- _EXTRACTO DEL TEXTO_:
En Almería, las postales, desde aquellas primerizas de Hauser y Menet que se vendían en la librería Sempere, donde estuvo después El Blanco y Negro, hasta la de Arribas, posteriores, adquirían siempre un encanto especial por la luz mediterránea, por los contrastes únicos entre la aridez y las playas infinitas. Almería fue uno de los lugares más fotografiados para postales en los años 60 y 70 gracias al auge del turismo y el atractivo cinematográfico de sus escenarios.

Aunque la era digital, el envío de fotos a mansalva vía whatsapp ha reducido y casi aniquilado esta añeja costumbre -como la de los christmas de Navidad, como la de leer en papel, como la de tantas cosas- enviar una postal sigue siendo un gesto cargado de autenticidad: escribir unas líneas, elegir el sello y confiar en el viaje del papel es una experiencia que conecta con la esencia del ser humano contemporáneo. En un mundo acelerado, de instantaneidad y exigida inmediatez, las postales nos invitaban a detenernos, a mirar con calma y a compartir no solo una imagen, sino una emoción, aunque hayan sido confinadas casi exclusivamente a territorio de coleccionistas, rastros ambulantes y ferias de papel. Cada postal almeriense que partía a algún lugar del mundo, escrita en el reverso y con las dunas de Cabo de Gata en el anverso, era una forma de compartir la luz y el sabor a sal.

En los años 60 del siglo pasado se revolucionó aún más la usanza de franquear postales por el crepitar de los de viajes turísticos: las representaciones de El Escorial o del Acueducto de Segovia fueron siendo sustituidas por piscinas de paradores o playas con sombrillas enormes. También enviaban postales los quintos de Viator, con ilustraciones del Mesón Gitano o de la fuente de los peces; o los ferroviarios que llegaban hasta Almería en alguna comisión de servicio, que despachaban a su novia alguna postal con la luz y el cielo azul de Almería.

En ese tiempo, sin fotografías ni postales, nuestra memoria viajera sería un mapa mudo del mundo; las postales han funcionado como faros de nuestra experiencia nómada, iluminando los hitos de cada lugar, nombrando paisajes y recomendando monumentos.

Con el paso de los años, los buzones de las viviendas y edificios se fueron llenando de facturas y cartas del banco y las postales empezaron a desaparecer, quedando reducida a un pequeño ritual de los más tenaces, como un atavismo más, como el renacimiento de los discos de vinilo.

La postal sobrevive hoy como souvenir turístico, como una reliquia, y algunos almerienses robinsones las siguen enviando, quizá como un acto rebeldía contra el pixel, casi siempre asociado a la nostalgia de un tiempo en el que el papel viajaba despacio y llegaba como heraldo del disfrute de un viaje de nuestras personas queridas.

- _SECCIÓN DE DATOS_:
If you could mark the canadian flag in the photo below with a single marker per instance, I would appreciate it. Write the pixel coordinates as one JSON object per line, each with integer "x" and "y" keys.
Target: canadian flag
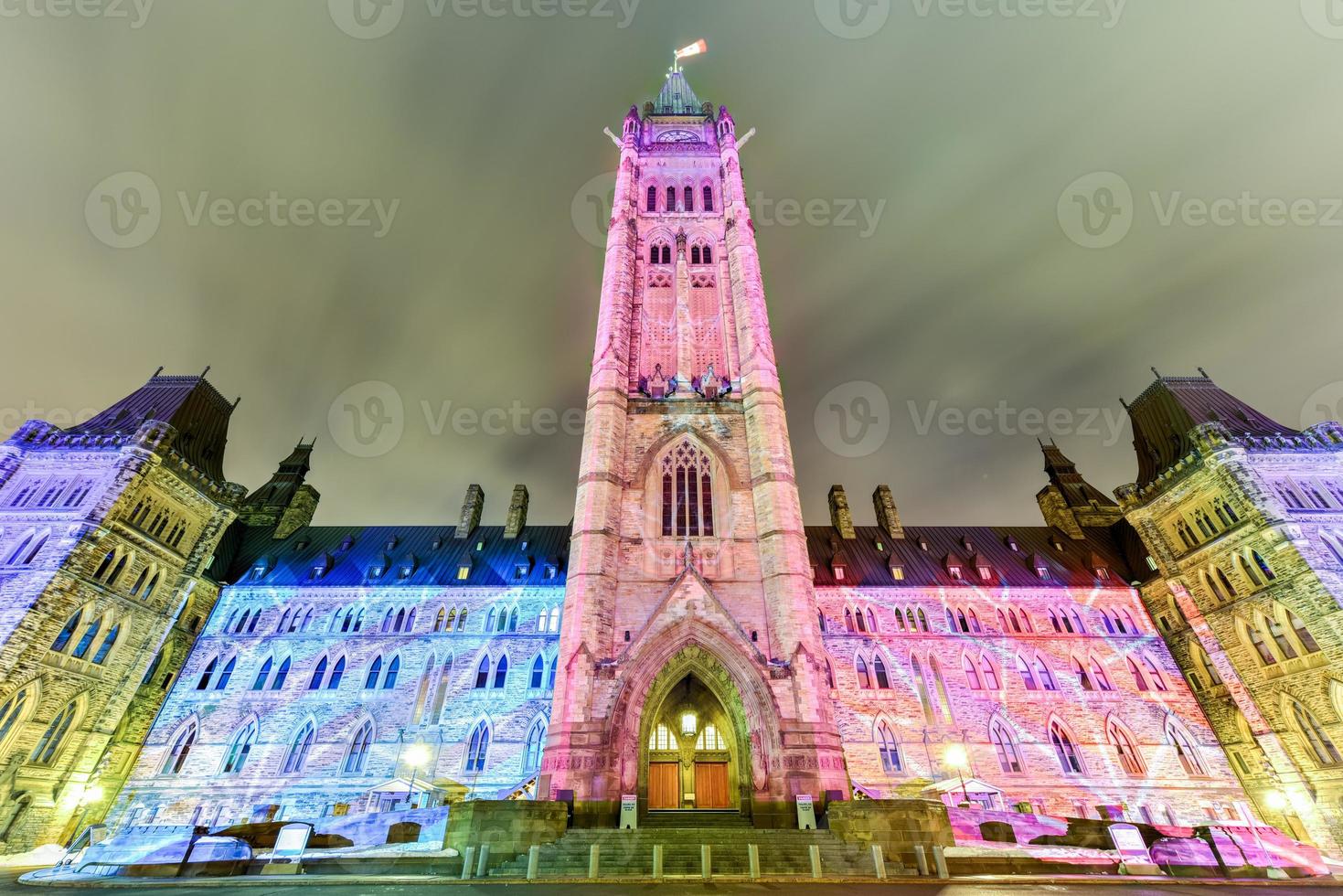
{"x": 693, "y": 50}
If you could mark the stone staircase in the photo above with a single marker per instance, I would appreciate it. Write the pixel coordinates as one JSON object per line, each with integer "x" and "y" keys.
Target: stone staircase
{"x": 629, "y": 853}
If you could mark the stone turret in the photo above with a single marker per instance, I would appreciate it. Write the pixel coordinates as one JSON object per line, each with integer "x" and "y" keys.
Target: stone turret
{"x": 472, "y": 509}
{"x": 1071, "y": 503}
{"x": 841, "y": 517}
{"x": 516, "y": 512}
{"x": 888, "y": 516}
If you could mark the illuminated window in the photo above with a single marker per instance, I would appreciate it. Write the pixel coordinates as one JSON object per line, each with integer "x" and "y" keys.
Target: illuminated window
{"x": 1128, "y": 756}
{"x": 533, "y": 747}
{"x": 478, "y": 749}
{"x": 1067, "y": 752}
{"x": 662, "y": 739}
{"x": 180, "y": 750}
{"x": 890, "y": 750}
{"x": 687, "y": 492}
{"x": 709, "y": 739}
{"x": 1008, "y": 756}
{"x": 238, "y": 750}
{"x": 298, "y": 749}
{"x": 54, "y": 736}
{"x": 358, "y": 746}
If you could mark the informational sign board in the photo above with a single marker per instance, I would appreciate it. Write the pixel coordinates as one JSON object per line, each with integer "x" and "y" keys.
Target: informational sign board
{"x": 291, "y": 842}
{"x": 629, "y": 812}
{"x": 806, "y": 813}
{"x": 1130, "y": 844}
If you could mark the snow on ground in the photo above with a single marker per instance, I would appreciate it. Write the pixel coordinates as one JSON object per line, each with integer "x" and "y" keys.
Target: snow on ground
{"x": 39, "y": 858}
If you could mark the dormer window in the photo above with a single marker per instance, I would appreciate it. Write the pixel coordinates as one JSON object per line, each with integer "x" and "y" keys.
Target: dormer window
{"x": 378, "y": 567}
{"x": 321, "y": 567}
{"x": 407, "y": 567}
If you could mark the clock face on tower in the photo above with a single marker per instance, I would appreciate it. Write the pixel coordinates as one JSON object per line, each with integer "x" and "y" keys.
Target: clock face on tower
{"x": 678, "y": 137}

- _TAREAS ESCRITAS_:
1 > Indica si cada afirmación coincide con el texto sobre las postales de Almería y responde sí o no, citando literalmente las palabras del texto que lo deciden. (a) Almería fue uno de los lugares más fotografiados para postales en los años 60 y 70. (b) Las primeras postales de Hauser y Menet se vendían en la librería Arribas. (c) Los ferroviarios que llegaban a Almería enviaban postales a su novia.
2 > Multiplica por 2,4 las coordenadas de las respuestas del listado y redondea cada resultado al entero, con las mitades hacia arriba. Copia de nuevo, con las solicitudes, solo las líneas del listado que empiezan en la que contiene "If you could mark the stone turret" y terminan en la última del listado, ambas incluidas.
El texto y el listado proceden de fuentes distintas.

- _RESPUESTAS ESPERADAS_:
1 >
(a) Sí: "Almería fue uno de los lugares más fotografiados para postales en los años 60 y 70".
(b) No: "aquellas primerizas de Hauser y Menet que se vendían en la librería Sempere".
(c) Sí: "que despachaban a su novia alguna postal con la luz y el cielo azul de Almería".

2 >
If you could mark the stone turret in the photo above with a single marker per instance, I would appreciate it. Write the pixel coordinates as one JSON object per line, each with integer "x" and "y" keys.
Target: stone turret
{"x": 1133, "y": 1222}
{"x": 2570, "y": 1207}
{"x": 2018, "y": 1241}
{"x": 1238, "y": 1229}
{"x": 2131, "y": 1238}
If you could mark the illuminated window in the photo above with a single marker per instance, I would appreciate it. Write the pixel coordinates as one JSON object per line, each with integer "x" and "y" keys.
Target: illuminated window
{"x": 2707, "y": 1814}
{"x": 1279, "y": 1793}
{"x": 1147, "y": 1798}
{"x": 2561, "y": 1805}
{"x": 1589, "y": 1774}
{"x": 432, "y": 1800}
{"x": 2136, "y": 1800}
{"x": 1649, "y": 1181}
{"x": 1702, "y": 1774}
{"x": 2419, "y": 1814}
{"x": 571, "y": 1800}
{"x": 715, "y": 1798}
{"x": 130, "y": 1766}
{"x": 859, "y": 1790}
If you could mark the informational sign board in the photo above with a single marker per instance, I would appreciate it. Write the pixel coordinates as one JSON object per line, each with integer "x" and "y" keys.
Target: informational sign board
{"x": 698, "y": 2021}
{"x": 1510, "y": 1949}
{"x": 1934, "y": 1951}
{"x": 2712, "y": 2026}
If you could mark the snow on ground in the photo above with a single marker per instance, I would appreciate it. Write the pixel coordinates as one JSON object per line, each with integer "x" and "y" keys.
Target: snow on ground
{"x": 94, "y": 2059}
If you could mark the dormer window in the photo above with a single marker per instance, I would appreciate it. Write the pixel coordinates as one JSON object per line, each with integer "x" and "y" keys.
Target: dormer window
{"x": 907, "y": 1361}
{"x": 770, "y": 1361}
{"x": 977, "y": 1361}
If you could mark the clock face on tower in the photo above with a single marker per instance, I would appreciate it. Write the pixel coordinates as one JSON object per line, each with integer "x" and "y" keys.
Target: clock face on tower
{"x": 1627, "y": 329}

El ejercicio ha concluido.